[start]
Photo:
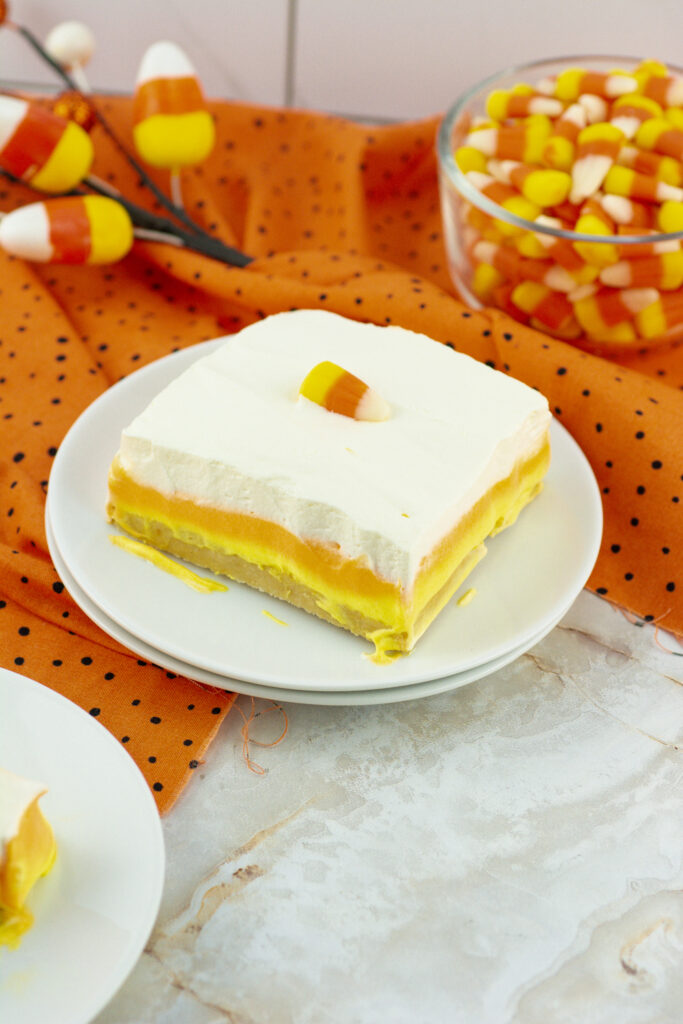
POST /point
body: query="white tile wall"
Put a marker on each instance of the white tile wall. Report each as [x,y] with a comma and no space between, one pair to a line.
[384,58]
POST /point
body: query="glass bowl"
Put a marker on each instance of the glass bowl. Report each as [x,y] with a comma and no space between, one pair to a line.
[561,273]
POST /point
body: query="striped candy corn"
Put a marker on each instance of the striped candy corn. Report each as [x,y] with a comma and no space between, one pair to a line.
[544,186]
[50,154]
[662,315]
[74,229]
[609,306]
[558,151]
[664,270]
[663,136]
[670,217]
[172,127]
[339,391]
[628,113]
[521,141]
[664,89]
[597,148]
[623,210]
[624,181]
[520,101]
[594,220]
[506,197]
[515,267]
[664,168]
[551,308]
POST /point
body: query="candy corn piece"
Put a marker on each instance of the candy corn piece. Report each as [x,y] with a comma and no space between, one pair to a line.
[665,89]
[339,391]
[558,151]
[610,306]
[662,315]
[506,197]
[469,159]
[670,217]
[597,148]
[50,154]
[594,220]
[659,134]
[521,141]
[544,186]
[520,102]
[551,308]
[623,210]
[664,270]
[637,250]
[173,128]
[595,108]
[515,268]
[665,168]
[624,181]
[73,229]
[574,81]
[484,281]
[628,113]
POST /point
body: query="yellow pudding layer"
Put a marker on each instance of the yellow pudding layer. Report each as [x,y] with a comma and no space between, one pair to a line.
[27,856]
[315,576]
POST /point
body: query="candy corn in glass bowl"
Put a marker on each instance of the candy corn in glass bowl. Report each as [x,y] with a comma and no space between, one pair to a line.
[561,186]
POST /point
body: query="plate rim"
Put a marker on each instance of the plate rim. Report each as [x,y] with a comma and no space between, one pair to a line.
[577,463]
[156,850]
[348,697]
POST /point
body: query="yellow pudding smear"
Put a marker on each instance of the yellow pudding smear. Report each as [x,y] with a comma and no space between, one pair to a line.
[194,580]
[28,856]
[269,614]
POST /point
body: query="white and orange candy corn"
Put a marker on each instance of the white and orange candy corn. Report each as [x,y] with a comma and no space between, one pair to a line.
[574,81]
[597,148]
[72,229]
[41,148]
[520,101]
[662,135]
[340,391]
[173,128]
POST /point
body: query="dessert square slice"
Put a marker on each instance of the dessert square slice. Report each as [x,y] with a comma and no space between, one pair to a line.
[371,523]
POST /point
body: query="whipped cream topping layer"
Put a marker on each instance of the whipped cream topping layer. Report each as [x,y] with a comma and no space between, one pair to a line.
[232,432]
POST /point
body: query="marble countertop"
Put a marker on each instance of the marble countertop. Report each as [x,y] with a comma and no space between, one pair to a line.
[507,852]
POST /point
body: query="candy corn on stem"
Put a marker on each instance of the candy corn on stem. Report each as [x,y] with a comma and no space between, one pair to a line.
[177,211]
[160,228]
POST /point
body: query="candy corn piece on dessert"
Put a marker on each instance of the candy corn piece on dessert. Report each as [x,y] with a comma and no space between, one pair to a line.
[597,154]
[352,470]
[27,852]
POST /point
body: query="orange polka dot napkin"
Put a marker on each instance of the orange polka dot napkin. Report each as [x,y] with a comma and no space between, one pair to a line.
[338,216]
[end]
- Set task
Transcribe each entry above exactly, apart from the pictures.

- Worked answer
Photo:
POST /point
body: query="white tile wall"
Put a marker on each instance of the white tile wall. Report each as [x,y] with a comma and no space between, one pair to a line.
[384,58]
POST /point
body: query="glass bowl"
Put a marker on each instance of the glass bowl. Report each as [x,y] with a comma and no space between, one pair to a line.
[561,273]
POST /point
body: query="striped candy corn"
Put a marker on each instance of the striped candy corn. Report each as [x,y] with a comma and no space between, one pair to a line.
[544,186]
[50,154]
[662,315]
[74,229]
[609,306]
[558,151]
[664,270]
[663,136]
[670,217]
[172,127]
[339,391]
[628,113]
[521,141]
[664,89]
[597,148]
[623,210]
[624,181]
[520,101]
[594,220]
[506,197]
[515,267]
[664,168]
[551,308]
POST /point
body: query="candy corn piece"
Put a marker on each instance of the candy corn piece. Report each as [x,y] with a comma and no space between, one pair to a line.
[665,89]
[339,391]
[558,151]
[610,306]
[662,315]
[506,197]
[469,159]
[670,217]
[597,148]
[50,154]
[594,220]
[659,134]
[521,141]
[544,186]
[520,102]
[551,308]
[623,210]
[664,270]
[637,250]
[173,128]
[595,108]
[515,268]
[665,168]
[624,181]
[73,229]
[574,81]
[484,281]
[628,113]
POST /point
body: query="yellow pudding layer"
Put a marker on each instance of the yellow pudding layer. Report each as [x,y] with a comma and no space between, one pair to a line.
[27,856]
[315,576]
POST /point
body: query="candy corn in glass bowl"
Put a marker on each instance of the candy corn in glass bowl. Report each as [x,y] with a comma and no space between, one pair to a line.
[561,186]
POST /point
body: query="plate rim"
Put a marker on each instance of the plate rim. Report each as [x,y] with a comma and no space between, one pair to a line.
[577,463]
[156,850]
[348,697]
POST /point
body: query="yellow pudding smear"
Put a marker on each instance of the yellow pudding smear. Report each as [x,y] with a comma and no space between, one pair to a line.
[194,580]
[28,856]
[269,614]
POST /point
body: query="white and orange candy corn"
Put a marker on each instance of the white and orange candy corn. Report each as [x,y] with a comma and no space between, one pair to a line.
[574,81]
[597,148]
[72,229]
[41,148]
[520,101]
[662,135]
[340,391]
[173,128]
POST /point
body: query="dessert square slice"
Put a marker on each instance of the dessert square slice. Report each as [x,y] with a comma and no space between, one pair to a line.
[371,523]
POST /point
body: query="whipped cream topping layer"
Put a marker on each instance of the whipped cream topping layer. Report each as [x,y] with a comma and no space between, one pair to a line.
[232,432]
POST /point
body: query="marble countertop"
Put a marker on each instance of the marble countertop. Report each as [x,y] with a comma and no space between, one pair to a line.
[507,852]
POST /point
body: query="candy corn on stem"
Put a marker on each instance of the candy corn on stem. Report each as [x,y] with a comma and no space between, one pair to a line.
[177,211]
[160,228]
POST /point
body: query="candy corn piece on dessert"
Put a marker on each instance of the candy corn piece on dessert. Report each as [x,y] with a comma and no space between, one pair to a line.
[597,154]
[352,470]
[27,852]
POST /point
body: query="orange polka dot napkin"
Put a marker on each instance of the orange polka dot napkin. Report each as [x,y] with a comma and no space between, one pair to a line.
[338,216]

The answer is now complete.